## [Work item]
Return every line of the data exactly as it stands.

## [Task inputs]
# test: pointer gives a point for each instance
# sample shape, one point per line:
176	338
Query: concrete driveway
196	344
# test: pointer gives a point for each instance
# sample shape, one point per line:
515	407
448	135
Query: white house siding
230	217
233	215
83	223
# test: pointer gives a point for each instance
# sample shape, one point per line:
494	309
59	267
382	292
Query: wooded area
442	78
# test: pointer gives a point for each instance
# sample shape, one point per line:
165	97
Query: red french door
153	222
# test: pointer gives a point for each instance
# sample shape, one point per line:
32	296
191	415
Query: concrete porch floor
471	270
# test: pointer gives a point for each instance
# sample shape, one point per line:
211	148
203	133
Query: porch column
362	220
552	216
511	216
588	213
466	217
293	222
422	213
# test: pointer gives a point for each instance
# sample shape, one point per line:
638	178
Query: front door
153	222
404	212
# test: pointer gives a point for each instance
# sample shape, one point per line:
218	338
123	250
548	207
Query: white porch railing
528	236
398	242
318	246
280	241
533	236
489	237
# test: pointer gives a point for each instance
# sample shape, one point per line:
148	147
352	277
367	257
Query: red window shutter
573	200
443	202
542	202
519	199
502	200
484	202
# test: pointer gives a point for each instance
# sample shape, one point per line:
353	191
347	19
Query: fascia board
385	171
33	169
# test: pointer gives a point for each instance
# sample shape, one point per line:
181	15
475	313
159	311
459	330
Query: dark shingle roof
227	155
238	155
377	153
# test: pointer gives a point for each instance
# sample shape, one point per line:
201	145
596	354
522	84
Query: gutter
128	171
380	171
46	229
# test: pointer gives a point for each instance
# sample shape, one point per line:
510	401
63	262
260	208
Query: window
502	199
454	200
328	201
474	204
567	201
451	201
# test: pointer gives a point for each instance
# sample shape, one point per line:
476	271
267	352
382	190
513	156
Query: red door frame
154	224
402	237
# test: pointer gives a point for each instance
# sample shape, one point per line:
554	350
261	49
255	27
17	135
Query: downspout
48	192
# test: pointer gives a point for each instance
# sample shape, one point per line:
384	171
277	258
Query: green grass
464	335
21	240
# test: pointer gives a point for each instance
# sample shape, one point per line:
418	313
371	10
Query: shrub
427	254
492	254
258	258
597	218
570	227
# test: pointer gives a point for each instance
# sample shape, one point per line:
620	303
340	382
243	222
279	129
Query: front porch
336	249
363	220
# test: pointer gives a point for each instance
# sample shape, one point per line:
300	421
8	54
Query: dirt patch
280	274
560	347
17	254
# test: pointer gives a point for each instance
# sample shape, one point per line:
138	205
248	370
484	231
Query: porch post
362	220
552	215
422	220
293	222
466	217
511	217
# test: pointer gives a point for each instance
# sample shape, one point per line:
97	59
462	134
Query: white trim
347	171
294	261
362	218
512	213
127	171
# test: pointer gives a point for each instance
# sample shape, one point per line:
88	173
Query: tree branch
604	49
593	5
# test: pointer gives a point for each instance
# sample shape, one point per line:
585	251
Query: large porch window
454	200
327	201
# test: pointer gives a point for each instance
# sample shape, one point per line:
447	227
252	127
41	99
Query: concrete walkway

## [Response below]
# test: pointer gives a point for each instance
# sample shape, one point per line:
176	338
Query: concrete driveway
196	344
# test: pointer gives a point for each instance
# sample shape, one point per line:
515	407
448	135
Query: white house siding
230	217
233	215
83	223
# test: pointer gives a point for each instance
# sample shape, one point per line:
494	309
59	267
382	292
Query: wooded area
442	78
# test: pointer gives a point for each instance
# sample shape, one point per line:
165	97
Query: red french door
153	222
# test: pointer gives a point for each instance
# sample shape, one point per line:
32	296
191	415
Query: concrete porch floor
471	270
# test: pointer gives a point for each instance
# sample shape, one point per line:
211	148
203	133
Query: porch column
362	220
552	216
511	216
588	213
466	217
293	222
422	213
# test: pointer gives a point for each instance
# sample shape, one point per line:
638	178
Query: front door
153	222
404	212
# test: pointer gives a point for each instance
# sample shape, one point per line:
218	338
123	250
548	207
Query: white porch railing
528	236
398	242
318	246
280	241
533	236
489	237
# test: pointer gives a point for each instance
# sample shape, one point per line:
148	147
352	277
367	257
Query: red window shutter
573	200
443	202
542	202
519	199
502	200
484	202
# test: pointer gives a point for each instance
# sample shape, one point per line:
353	191
347	19
Query: fascia board
385	171
33	169
# test: pointer gives a point for each instance
# sample shape, one point per line:
181	15
475	313
159	311
459	330
Query: dark shingle roof
227	155
238	155
377	153
# test: pointer gives a point for each instance
# sample shape, one point per line:
201	145
596	354
522	84
Query: gutter
128	171
380	171
46	229
# test: pointer gives a point for each instance
# sample shape, one point per line:
510	401
63	262
260	208
Query: window
502	199
454	200
328	201
474	204
567	201
451	201
# test: pointer gives a point for each instance
# sample shape, one point per line:
476	271
267	352
382	190
513	156
Query: red door frame
154	224
402	237
# test: pointer gives a point for each instance
# sample shape, one point per line:
554	350
261	49
255	27
17	135
Query: downspout
48	192
# test: pointer gives a point for each instance
# sample shape, one point per line:
384	171
277	258
Query: green grass
464	335
21	240
# test: pointer gives a point for each instance
# sample shape, one point per line:
418	313
371	10
Query: shrub
427	254
492	254
258	258
597	218
570	227
# test: pointer gives a point for each instance
# sample shape, one point per line:
620	303
340	382
243	222
279	129
Query: front porch
336	249
363	220
# test: pointer gives a point for each instance
# sample shape, one point per line:
300	421
8	54
Query: dirt patch
280	274
560	347
17	254
# test: pointer gives a point for each instance
# sample shape, one point per line:
138	205
248	370
484	231
Query: porch post
362	220
552	215
422	220
293	222
466	217
511	217
# test: pointer gives a point for each instance
# sample shape, one point per line:
97	59
462	134
Query: white trim
347	171
294	261
362	218
512	213
127	171
# test: pointer gives a point for each instance
# sample shape, one point per line:
88	173
Query: tree branch
604	49
593	5
# test: pointer gives a point for each instance
# sample shape, one point per line:
585	251
Query: large porch window
454	200
327	201
# test: pointer gives a point for each instance
# sample shape, one point per line:
447	227
252	127
41	99
Query: concrete walkway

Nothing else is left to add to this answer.